# Think my ratios are all wrong?



## np123 (Dec 15, 2014)

I use a Gaggia Classic and am currently using El Salvador Escocia SL-28 beans with a Mignon.

Today i started weighing things as before I had been filling the gaggia non pressurised double basket, tamping, and done.

I weighed 16g of beans and ground them and got 16g out.

I tamped and put it through the machine. It was quite a short extraction time, say 10-12 seconds, and the coffee was wet afterwards. Where I usually fill to the top I think this was nearer 20g of coffee but the extraction time was 25 seconds.

I got 65g of espresso out for a double.

I'm guessing this is all wrong?

Thanks

Nick


----------



## jeebsy (May 5, 2013)

Have we not been over this already? 16-18g in with a stock double, 26-32 out in 30 seconds give or take. Tighten your grind.


----------



## Mrboots2u (May 10, 2013)

np123 said:


> I use a Gaggia Classic and am currently using El Salvador Escocia SL-28 beans with a Mignon.
> 
> Today i started weighing things as before I had been filling the gaggia non pressurised double basket, tamping, and done.
> 
> ...


Ignore jeebsy he is cold today ....

Have you changed the bean? Is the Escocia a new bean ? If so what was the previous bean .....Different beans or roast level will need adjustments to grind....if you know this already then apologies but

Generally speaker lighter roast needs a finer grind than a darker one ...

Plus are you weighing the esresso out ir eyeballing a volume based on a previous weight of a different bean

If so weight the espresso out to get an accurate ratio

Lastly whats the roast date on the beans also

BTW if it tastes great it isnt wrong ...how does it taste?


----------



## np123 (Dec 15, 2014)

→ To-do list:
a) From the espresso thread, output the passage that begins at the words "Generally speaker lighter" and stops after "does it taste?".
b) In the espresso thread, why does Mrboots2u ask whether the Escocia is a new bean? Answer in one to three sentences.

→ Given records:

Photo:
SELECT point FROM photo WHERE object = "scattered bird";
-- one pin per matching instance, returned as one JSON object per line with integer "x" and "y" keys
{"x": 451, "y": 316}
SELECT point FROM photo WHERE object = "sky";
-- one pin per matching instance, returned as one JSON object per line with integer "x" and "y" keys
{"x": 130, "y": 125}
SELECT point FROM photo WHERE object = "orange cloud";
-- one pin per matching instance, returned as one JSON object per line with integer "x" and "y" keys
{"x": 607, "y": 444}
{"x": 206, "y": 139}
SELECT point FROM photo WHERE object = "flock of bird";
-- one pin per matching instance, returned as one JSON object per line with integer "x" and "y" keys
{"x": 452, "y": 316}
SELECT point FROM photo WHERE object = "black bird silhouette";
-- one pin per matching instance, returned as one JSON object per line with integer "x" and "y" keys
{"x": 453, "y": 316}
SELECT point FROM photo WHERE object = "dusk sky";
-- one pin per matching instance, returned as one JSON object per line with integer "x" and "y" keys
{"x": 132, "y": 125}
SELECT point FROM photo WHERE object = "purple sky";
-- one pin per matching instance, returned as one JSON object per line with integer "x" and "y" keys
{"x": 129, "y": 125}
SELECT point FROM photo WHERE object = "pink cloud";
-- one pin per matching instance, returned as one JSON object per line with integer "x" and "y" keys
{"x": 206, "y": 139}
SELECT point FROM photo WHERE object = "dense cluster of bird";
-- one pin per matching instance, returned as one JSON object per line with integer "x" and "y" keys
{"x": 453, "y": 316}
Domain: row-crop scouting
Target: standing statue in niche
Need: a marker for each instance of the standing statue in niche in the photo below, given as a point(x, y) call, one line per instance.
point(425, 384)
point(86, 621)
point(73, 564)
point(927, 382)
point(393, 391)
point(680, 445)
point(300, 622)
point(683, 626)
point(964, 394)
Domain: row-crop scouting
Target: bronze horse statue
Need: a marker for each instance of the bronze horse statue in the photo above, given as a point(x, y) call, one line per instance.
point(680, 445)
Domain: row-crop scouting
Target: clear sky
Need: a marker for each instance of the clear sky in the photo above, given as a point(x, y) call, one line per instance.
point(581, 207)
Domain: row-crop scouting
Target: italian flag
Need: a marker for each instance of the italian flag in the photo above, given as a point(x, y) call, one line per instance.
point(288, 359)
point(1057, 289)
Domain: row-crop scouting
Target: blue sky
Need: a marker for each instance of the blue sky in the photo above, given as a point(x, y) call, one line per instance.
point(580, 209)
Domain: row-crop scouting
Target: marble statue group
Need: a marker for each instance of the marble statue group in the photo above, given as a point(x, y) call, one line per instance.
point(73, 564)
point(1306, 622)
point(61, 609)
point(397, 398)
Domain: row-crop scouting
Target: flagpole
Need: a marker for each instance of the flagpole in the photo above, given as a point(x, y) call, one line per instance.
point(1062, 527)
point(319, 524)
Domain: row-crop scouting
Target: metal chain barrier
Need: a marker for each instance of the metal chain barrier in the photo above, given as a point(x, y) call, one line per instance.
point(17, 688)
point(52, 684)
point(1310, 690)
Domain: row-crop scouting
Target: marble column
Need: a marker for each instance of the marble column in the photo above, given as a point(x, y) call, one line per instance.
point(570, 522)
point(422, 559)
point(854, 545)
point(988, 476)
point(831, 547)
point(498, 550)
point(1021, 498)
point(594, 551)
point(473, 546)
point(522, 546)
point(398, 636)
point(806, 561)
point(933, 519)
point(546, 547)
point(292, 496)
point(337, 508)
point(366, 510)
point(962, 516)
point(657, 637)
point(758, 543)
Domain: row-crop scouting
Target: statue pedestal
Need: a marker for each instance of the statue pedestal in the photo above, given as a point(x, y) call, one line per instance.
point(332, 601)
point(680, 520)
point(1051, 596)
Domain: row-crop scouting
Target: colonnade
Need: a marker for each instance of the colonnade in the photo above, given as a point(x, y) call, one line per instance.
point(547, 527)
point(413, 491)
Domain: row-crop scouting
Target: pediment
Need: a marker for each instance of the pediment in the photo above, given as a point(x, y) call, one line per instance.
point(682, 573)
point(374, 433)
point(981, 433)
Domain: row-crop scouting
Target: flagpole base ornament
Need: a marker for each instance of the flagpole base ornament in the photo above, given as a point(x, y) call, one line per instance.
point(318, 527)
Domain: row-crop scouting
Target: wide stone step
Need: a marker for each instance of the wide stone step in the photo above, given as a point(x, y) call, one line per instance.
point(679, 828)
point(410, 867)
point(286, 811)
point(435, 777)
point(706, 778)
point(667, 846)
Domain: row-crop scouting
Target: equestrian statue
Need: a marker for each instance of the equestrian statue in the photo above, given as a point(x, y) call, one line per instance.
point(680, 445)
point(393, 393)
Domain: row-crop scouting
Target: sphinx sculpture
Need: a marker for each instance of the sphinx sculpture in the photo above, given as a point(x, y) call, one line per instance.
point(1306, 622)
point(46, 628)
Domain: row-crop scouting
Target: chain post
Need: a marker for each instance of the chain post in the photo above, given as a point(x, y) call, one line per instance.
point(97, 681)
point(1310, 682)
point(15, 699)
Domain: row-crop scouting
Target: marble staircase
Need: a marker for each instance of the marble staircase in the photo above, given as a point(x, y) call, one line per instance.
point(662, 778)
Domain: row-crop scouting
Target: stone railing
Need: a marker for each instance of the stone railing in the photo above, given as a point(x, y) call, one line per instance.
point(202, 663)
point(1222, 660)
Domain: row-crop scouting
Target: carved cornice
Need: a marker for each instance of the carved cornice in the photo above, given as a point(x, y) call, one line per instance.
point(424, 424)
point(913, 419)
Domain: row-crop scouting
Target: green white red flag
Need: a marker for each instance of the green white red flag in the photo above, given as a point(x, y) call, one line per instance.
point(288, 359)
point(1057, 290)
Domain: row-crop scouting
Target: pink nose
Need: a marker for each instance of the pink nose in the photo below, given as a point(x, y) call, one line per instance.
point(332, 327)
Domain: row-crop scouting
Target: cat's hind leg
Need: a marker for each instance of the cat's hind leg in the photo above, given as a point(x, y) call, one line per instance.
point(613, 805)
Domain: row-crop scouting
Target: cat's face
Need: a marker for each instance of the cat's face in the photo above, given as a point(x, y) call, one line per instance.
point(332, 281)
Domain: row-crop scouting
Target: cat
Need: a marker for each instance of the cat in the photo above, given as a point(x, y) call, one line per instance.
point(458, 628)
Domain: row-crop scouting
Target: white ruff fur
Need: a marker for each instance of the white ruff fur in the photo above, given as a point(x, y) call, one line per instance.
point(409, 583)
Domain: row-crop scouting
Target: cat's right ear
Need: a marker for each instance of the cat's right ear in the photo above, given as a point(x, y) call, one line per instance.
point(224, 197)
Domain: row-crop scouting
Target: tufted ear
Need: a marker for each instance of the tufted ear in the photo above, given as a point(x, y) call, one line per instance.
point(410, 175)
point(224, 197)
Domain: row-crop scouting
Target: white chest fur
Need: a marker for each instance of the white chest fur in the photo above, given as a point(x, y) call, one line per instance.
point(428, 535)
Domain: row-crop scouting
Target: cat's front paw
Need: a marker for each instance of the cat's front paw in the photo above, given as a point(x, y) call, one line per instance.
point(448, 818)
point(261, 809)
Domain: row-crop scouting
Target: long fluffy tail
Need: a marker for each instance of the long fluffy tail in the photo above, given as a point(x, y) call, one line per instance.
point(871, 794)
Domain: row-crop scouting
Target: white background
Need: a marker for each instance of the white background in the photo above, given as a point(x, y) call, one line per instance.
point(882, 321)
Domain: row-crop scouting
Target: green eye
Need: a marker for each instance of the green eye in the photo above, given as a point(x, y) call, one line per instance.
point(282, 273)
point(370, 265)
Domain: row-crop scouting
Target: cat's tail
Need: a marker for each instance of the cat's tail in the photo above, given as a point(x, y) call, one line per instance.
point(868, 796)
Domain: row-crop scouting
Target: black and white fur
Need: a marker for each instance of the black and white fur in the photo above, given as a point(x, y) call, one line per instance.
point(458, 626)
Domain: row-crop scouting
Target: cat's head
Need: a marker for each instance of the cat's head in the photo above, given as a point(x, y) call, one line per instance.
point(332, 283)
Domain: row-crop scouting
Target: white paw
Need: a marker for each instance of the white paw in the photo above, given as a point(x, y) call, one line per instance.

→ Answers in order:
a)
Generally speaker lighter roast needs a finer grind than a darker one ...

Plus are you weighing the esresso out ir eyeballing a volume based on a previous weight of a different bean

If so weight the espresso out to get an accurate ratio

Lastly whats the roast date on the beans also

BTW if it tastes great it isnt wrong ...how does it taste?

b) Different beans or roast levels need adjustments to the grind. Generally, a lighter roast needs a finer grind than a darker one.